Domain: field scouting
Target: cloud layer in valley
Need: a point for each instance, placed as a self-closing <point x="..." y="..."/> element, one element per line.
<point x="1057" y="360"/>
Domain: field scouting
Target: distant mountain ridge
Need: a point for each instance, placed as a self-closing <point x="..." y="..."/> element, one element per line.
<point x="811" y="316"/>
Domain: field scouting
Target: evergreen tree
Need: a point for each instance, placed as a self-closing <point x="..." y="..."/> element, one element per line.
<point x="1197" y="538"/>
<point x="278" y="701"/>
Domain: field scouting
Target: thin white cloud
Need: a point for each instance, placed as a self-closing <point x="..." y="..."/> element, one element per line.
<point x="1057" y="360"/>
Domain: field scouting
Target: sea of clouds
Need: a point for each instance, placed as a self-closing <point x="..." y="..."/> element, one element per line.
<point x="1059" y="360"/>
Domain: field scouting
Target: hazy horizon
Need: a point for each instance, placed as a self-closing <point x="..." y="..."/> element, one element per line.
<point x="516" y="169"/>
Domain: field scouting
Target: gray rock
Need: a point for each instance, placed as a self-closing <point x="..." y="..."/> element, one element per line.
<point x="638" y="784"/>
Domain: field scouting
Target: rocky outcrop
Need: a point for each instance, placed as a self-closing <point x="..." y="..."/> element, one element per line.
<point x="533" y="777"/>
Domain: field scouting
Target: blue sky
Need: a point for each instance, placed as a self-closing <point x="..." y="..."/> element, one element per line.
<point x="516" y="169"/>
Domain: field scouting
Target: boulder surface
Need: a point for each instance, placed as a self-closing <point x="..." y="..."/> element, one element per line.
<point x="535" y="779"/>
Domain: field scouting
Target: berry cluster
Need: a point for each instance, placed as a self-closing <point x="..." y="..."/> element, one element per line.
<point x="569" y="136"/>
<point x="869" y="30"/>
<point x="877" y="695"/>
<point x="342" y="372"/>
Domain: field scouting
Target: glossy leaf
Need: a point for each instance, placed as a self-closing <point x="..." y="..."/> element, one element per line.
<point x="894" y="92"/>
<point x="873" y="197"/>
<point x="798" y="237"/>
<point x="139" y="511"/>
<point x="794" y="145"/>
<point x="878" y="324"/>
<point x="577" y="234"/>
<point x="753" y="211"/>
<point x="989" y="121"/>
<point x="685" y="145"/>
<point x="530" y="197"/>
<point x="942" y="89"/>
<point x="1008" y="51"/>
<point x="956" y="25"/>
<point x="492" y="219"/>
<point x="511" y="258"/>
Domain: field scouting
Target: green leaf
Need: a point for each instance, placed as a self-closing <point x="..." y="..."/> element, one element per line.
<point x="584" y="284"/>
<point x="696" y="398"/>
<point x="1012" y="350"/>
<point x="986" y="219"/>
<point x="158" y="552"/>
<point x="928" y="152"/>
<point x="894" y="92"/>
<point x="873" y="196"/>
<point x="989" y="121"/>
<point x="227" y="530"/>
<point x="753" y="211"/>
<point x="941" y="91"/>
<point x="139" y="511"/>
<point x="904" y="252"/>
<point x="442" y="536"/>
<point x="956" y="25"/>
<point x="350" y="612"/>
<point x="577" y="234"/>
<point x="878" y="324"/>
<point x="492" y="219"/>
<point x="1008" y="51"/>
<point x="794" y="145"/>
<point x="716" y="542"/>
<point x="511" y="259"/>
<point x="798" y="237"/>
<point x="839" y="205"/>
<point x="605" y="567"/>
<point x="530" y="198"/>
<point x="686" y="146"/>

::::::::::

Exercise goal
Word for word, quote all of the data above.

Finished exercise
Domain: field scouting
Target: cloud layer in valley
Need: a point for each instance, placed as a self-closing <point x="..." y="..."/> element, one element per line.
<point x="1057" y="360"/>
Domain: field scouting
Target: distant mountain ridge
Need: a point for each instance, placed as a self-closing <point x="..." y="..."/> element, one element per line.
<point x="811" y="316"/>
Domain: field scouting
Target: evergreen tree
Need: a point for each instance, placed as a self-closing <point x="..." y="..."/> element, one element per line.
<point x="1197" y="538"/>
<point x="278" y="701"/>
Domain: field scouting
Target: thin white cloud
Need: a point for each instance, placed as a self-closing <point x="..." y="..."/> element, one element per line.
<point x="1057" y="360"/>
Domain: field scouting
Target: sea of clouds
Need: a point for each instance, placed as a self-closing <point x="..." y="..."/> element, one element per line.
<point x="1059" y="360"/>
Domain: field scouting
Target: hazy horizon
Need: a point for each instance, placed as a self-closing <point x="..." y="..."/> element, one element per line.
<point x="516" y="169"/>
Domain: field scouting
Target: gray rock
Need: a point for each instance, placed as a self-closing <point x="..." y="..."/> element, one element per line.
<point x="638" y="784"/>
Domain: field scouting
Target: rocky outcrop
Need: a point for each instance, placed as a self-closing <point x="..." y="..."/> element, one element per line.
<point x="533" y="777"/>
Domain: field scouting
Target: blue sky
Need: a point for each instance, placed as a self-closing <point x="..." y="..."/> element, one element per line.
<point x="516" y="169"/>
Domain: field scouting
Target: boulder surface
Need: a point for each instance, placed as a self-closing <point x="..." y="..."/> element, one element per line.
<point x="535" y="779"/>
Domain: field scouting
Target: berry cluster
Need: a point for each instance, placed as a self-closing <point x="..." y="..."/> element, one element per line.
<point x="569" y="136"/>
<point x="869" y="30"/>
<point x="877" y="695"/>
<point x="342" y="372"/>
Domain: field scouting
Target: glossy leaf
Need: a point for each instance, placed as a self-closing <point x="..." y="..."/> element, one element per line.
<point x="894" y="92"/>
<point x="873" y="197"/>
<point x="798" y="237"/>
<point x="139" y="511"/>
<point x="794" y="145"/>
<point x="878" y="324"/>
<point x="577" y="234"/>
<point x="753" y="211"/>
<point x="989" y="121"/>
<point x="685" y="145"/>
<point x="530" y="197"/>
<point x="942" y="89"/>
<point x="1008" y="51"/>
<point x="956" y="25"/>
<point x="492" y="219"/>
<point x="511" y="258"/>
Domain: field scouting
Target: green leaf
Need: a point for each instance, placed as a self-closing <point x="..." y="..."/> element, one element per line.
<point x="584" y="284"/>
<point x="696" y="398"/>
<point x="1012" y="350"/>
<point x="986" y="219"/>
<point x="158" y="552"/>
<point x="928" y="152"/>
<point x="894" y="92"/>
<point x="873" y="196"/>
<point x="989" y="121"/>
<point x="227" y="530"/>
<point x="753" y="211"/>
<point x="941" y="91"/>
<point x="139" y="511"/>
<point x="904" y="252"/>
<point x="442" y="536"/>
<point x="956" y="25"/>
<point x="350" y="612"/>
<point x="577" y="234"/>
<point x="878" y="324"/>
<point x="492" y="219"/>
<point x="1008" y="51"/>
<point x="794" y="145"/>
<point x="716" y="542"/>
<point x="511" y="259"/>
<point x="798" y="237"/>
<point x="839" y="205"/>
<point x="605" y="567"/>
<point x="530" y="198"/>
<point x="686" y="146"/>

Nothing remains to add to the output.